## [DATA EXTRACTS]
----

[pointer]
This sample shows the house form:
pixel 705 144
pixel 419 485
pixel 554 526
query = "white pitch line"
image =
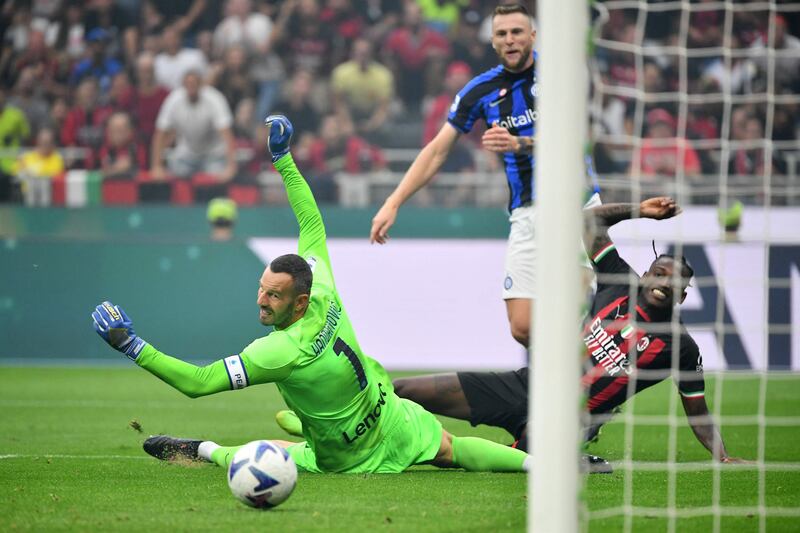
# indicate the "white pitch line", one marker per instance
pixel 68 456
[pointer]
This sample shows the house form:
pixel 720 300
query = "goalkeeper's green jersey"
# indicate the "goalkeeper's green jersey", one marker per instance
pixel 344 398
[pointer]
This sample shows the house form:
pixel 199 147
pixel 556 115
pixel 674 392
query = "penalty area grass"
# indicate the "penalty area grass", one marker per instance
pixel 71 459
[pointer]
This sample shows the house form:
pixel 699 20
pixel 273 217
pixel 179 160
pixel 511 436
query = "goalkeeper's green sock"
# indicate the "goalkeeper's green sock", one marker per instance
pixel 221 455
pixel 481 455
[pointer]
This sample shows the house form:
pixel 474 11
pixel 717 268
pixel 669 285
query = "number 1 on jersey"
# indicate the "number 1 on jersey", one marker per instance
pixel 341 347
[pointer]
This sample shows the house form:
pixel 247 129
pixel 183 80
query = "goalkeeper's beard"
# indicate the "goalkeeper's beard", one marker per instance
pixel 518 65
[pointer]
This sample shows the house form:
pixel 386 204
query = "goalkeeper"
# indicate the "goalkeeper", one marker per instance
pixel 353 422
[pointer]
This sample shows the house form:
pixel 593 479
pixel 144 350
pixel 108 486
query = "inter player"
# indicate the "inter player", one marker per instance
pixel 504 98
pixel 352 420
pixel 629 338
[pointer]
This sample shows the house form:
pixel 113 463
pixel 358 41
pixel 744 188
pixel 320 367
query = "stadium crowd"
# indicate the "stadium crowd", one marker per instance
pixel 158 93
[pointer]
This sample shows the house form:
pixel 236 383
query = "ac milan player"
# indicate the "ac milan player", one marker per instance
pixel 631 335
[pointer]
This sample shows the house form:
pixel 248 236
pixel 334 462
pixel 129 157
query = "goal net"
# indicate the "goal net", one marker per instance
pixel 700 101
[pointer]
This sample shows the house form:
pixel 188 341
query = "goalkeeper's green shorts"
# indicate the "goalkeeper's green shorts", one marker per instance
pixel 414 440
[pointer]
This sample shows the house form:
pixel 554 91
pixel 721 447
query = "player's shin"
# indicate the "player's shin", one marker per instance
pixel 480 455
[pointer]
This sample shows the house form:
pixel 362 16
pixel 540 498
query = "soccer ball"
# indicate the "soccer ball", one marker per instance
pixel 262 474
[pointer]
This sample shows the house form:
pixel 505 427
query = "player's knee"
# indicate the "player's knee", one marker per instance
pixel 403 386
pixel 520 330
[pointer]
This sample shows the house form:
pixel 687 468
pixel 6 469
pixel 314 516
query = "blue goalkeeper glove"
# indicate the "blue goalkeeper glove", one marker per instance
pixel 111 323
pixel 280 135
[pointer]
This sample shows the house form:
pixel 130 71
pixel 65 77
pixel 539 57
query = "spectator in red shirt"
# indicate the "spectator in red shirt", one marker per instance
pixel 146 98
pixel 86 120
pixel 121 156
pixel 663 154
pixel 337 149
pixel 414 52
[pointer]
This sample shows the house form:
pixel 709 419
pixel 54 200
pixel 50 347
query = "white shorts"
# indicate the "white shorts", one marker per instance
pixel 520 266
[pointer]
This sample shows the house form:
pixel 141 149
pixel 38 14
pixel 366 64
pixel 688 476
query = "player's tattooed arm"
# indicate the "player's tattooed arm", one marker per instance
pixel 705 429
pixel 598 219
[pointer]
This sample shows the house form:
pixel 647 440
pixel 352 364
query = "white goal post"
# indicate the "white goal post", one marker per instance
pixel 562 82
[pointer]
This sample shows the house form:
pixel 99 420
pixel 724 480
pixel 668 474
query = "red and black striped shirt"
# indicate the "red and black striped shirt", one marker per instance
pixel 627 350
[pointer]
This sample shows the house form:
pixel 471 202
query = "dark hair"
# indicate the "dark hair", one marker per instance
pixel 510 8
pixel 686 269
pixel 298 268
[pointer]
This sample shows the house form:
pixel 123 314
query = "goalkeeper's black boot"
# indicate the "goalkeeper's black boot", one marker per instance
pixel 596 465
pixel 169 448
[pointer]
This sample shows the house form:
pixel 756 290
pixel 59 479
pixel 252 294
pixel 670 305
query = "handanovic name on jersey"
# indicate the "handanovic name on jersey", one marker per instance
pixel 508 99
pixel 331 321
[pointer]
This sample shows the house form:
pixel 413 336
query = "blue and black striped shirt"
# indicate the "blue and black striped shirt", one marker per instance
pixel 507 98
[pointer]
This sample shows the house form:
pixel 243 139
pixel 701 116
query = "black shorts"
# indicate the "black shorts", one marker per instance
pixel 497 398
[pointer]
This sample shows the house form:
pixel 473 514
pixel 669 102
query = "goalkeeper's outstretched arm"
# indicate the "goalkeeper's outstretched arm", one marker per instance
pixel 301 199
pixel 598 219
pixel 705 429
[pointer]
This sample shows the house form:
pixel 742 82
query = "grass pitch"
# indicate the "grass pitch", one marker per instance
pixel 71 460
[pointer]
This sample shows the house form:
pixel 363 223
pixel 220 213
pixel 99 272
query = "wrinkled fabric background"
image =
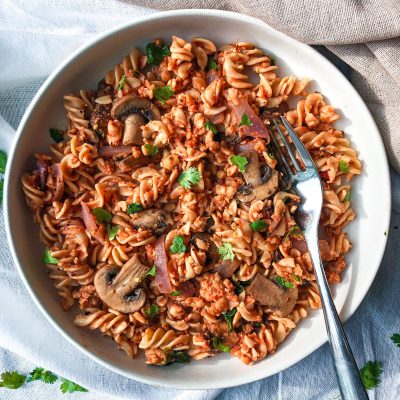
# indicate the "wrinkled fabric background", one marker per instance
pixel 37 35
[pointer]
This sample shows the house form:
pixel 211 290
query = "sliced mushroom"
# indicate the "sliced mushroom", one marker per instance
pixel 248 193
pixel 277 299
pixel 158 221
pixel 119 287
pixel 134 111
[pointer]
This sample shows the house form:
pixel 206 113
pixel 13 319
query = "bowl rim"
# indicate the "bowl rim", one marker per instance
pixel 248 378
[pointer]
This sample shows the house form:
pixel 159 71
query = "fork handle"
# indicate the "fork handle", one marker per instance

----

Every record above must be repeated exactly, with the pictures dropped.

## [OUTPUT OF THE EXERCISE]
[pointer]
This sample shows the house form:
pixel 705 144
pixel 419 485
pixel 554 526
query = "white pitch line"
image =
# indicate the "white pitch line", one marker per instance
pixel 68 456
[pointer]
This sample shows the house form:
pixel 720 300
query = "goalkeeper's green jersey"
# indicate the "goalkeeper's green jersey", one marker per instance
pixel 344 398
[pointer]
This sample shows the house form:
pixel 199 147
pixel 556 115
pixel 674 392
query = "penalty area grass"
# indicate the "penalty area grass", one marker per instance
pixel 71 459
[pointer]
This sample shows the house form:
pixel 699 20
pixel 273 217
pixel 179 160
pixel 511 436
query = "goalkeeper's green sock"
# indicate the "goalkeeper's green sock", one marker per instance
pixel 221 455
pixel 481 455
[pointer]
This sample shows the house form:
pixel 474 11
pixel 717 268
pixel 669 285
query = "number 1 on jersey"
# indicate the "number 1 on jersey", one marker per instance
pixel 341 347
[pointer]
This sample shows the house form:
pixel 247 129
pixel 183 80
query = "goalkeeper's beard"
# indicate the "goalkeeper's beard", one marker per instance
pixel 518 65
[pointer]
This sample shows the house form:
pixel 386 204
query = "goalkeeper"
# indicate the "goalkeeper", one marker per instance
pixel 353 422
[pointer]
This sample shows the house form:
pixel 593 479
pixel 144 350
pixel 108 486
query = "inter player"
# indicate the "inter player", one marker per instance
pixel 504 98
pixel 352 420
pixel 629 338
[pointer]
This sample shows the house form:
pixel 113 463
pixel 358 41
pixel 744 188
pixel 320 367
query = "stadium crowd"
# indicate the "stadium crowd", one marker per instance
pixel 158 93
[pointer]
This sample shows the house form:
pixel 236 383
query = "ac milan player"
# indicate the "ac milan player", one marker per instance
pixel 631 335
[pointer]
This sample shows the house form:
pixel 248 236
pixel 334 462
pixel 129 157
query = "goal net"
# indicate the "goal net", one marker per instance
pixel 700 101
[pointer]
This sample shows the house form:
pixel 188 341
query = "goalkeeper's green shorts"
# indicate the "goalkeeper's green shorts", one marker per instance
pixel 414 440
[pointer]
This sample shows the house form:
pixel 554 91
pixel 721 447
query = "player's shin"
# indicate the "player's shin", one marker per instance
pixel 480 455
[pointer]
This sample shows the house form:
pixel 362 16
pixel 540 498
query = "soccer ball"
# indicate the "soccer ball", one marker per instance
pixel 262 474
[pointer]
This sample shows the house form:
pixel 505 427
query = "player's knee"
# indicate the "player's knee", one marker per instance
pixel 403 386
pixel 520 330
[pointer]
This sample shows the house form:
pixel 687 468
pixel 6 469
pixel 314 516
query = "blue goalkeeper glove"
# indicate the "blue goalkeeper glove", one marker per instance
pixel 111 323
pixel 280 135
[pointer]
This sample shows the house form:
pixel 130 71
pixel 65 77
pixel 539 57
query = "spectator in red shirt"
# indicate the "spectator in red shirt", one marker per instance
pixel 146 98
pixel 86 120
pixel 121 156
pixel 663 154
pixel 337 149
pixel 414 52
[pointer]
This sample shows the house form:
pixel 709 419
pixel 54 200
pixel 50 347
query = "white shorts"
# indicate the "white shorts", one marker per instance
pixel 520 266
[pointer]
This sample shows the house form:
pixel 141 149
pixel 38 14
pixel 366 64
pixel 688 476
query = "player's tattooed arm"
# indicate the "player's tattooed arm", one marker per instance
pixel 705 429
pixel 598 219
[pointer]
This sample shows the house form:
pixel 647 440
pixel 352 364
query = "white goal post"
# indicate the "white goal post", one marker per instance
pixel 562 82
[pointer]
This sample shows the house form:
pixel 99 420
pixel 724 480
pixel 668 474
query = "red and black striped shirt"
# indicate the "red and black striped shirt", one marker per instance
pixel 627 350
[pointer]
This sample shows the house form:
pixel 471 202
query = "dark hair"
# indicate the "dark hair", one marker per instance
pixel 510 8
pixel 686 269
pixel 298 268
[pointer]
This sample shows the house form:
pixel 123 314
query = "goalkeeper's black boot"
# indicate the "goalkeeper's black boot", one marker per instance
pixel 596 465
pixel 169 448
[pointer]
This sample shows the house form:
pixel 756 290
pixel 59 479
pixel 252 294
pixel 670 305
query = "handanovic name on jersey"
# indicate the "handanovic name on jersey", one marker per instance
pixel 508 99
pixel 331 321
[pointer]
This sample shows the house form:
pixel 413 336
query = "blue and black striped shirt"
# indicate the "blue and black striped shirt", one marker per instance
pixel 507 98
[pointer]
This sample shows the house form:
pixel 243 139
pixel 701 116
query = "black shorts"
# indicate the "black shorts", one marker per instance
pixel 497 398
[pointer]
This sample shows the house form:
pixel 473 514
pixel 669 102
query = "goalkeeper's outstretched arm"
# indicate the "goalkeeper's outstretched arm", one marker per instance
pixel 301 199
pixel 598 219
pixel 705 429
[pointer]
This sample shows the house form:
pixel 742 82
query = "grass pitch"
# indicate the "grass pitch", one marker per instance
pixel 71 460
[pointer]
This sample shows the house form:
pixel 363 223
pixel 220 213
pixel 99 272
query = "wrinkled fabric background"
image =
# indicate the "wrinkled fabric background", one marker per instance
pixel 37 35
[pointer]
This sample shows the house form:
pixel 211 290
query = "sliced mushroom"
# indicate the "sliced mushroom", one marker per instance
pixel 248 193
pixel 277 299
pixel 158 221
pixel 119 287
pixel 134 111
[pointer]
This sample shows the house form:
pixel 206 113
pixel 13 319
query = "bowl rim"
# indicate the "bowl rim", one marker per instance
pixel 248 378
[pointer]
This sample shows the house form:
pixel 159 71
query = "fork handle"
# indicate the "fork handle", one marker per instance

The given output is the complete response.